Type out the complete listing below word for word, without its pictures.
* begin Supplied material *
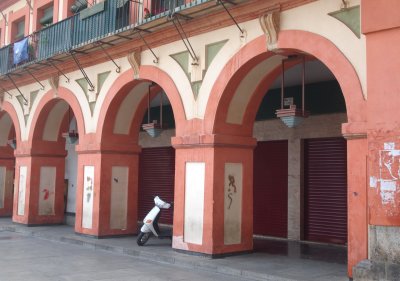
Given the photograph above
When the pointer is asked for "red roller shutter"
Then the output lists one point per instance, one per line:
(325, 176)
(270, 183)
(156, 178)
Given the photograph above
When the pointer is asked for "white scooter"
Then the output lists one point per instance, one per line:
(150, 223)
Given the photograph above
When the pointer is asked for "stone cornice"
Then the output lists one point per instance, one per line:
(249, 10)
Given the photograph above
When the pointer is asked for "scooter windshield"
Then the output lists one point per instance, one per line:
* end Supplied material *
» Output
Given the photograph above
When the pointer is asked for "red roller shutter"
Then the output lists one point per instance, one per line:
(325, 176)
(270, 183)
(156, 178)
Given the photograph above
When the pointer is asked for "white scooter"
Then the output lists one point per instance, one per line:
(150, 223)
Given the photograph above
When the pointer is asked for "stone cornice"
Then the output lists one point per instance, one per line:
(249, 10)
Given the photograph above
When the pointer is asked for "scooter windshield"
Then the output lists one point per instance, one per line:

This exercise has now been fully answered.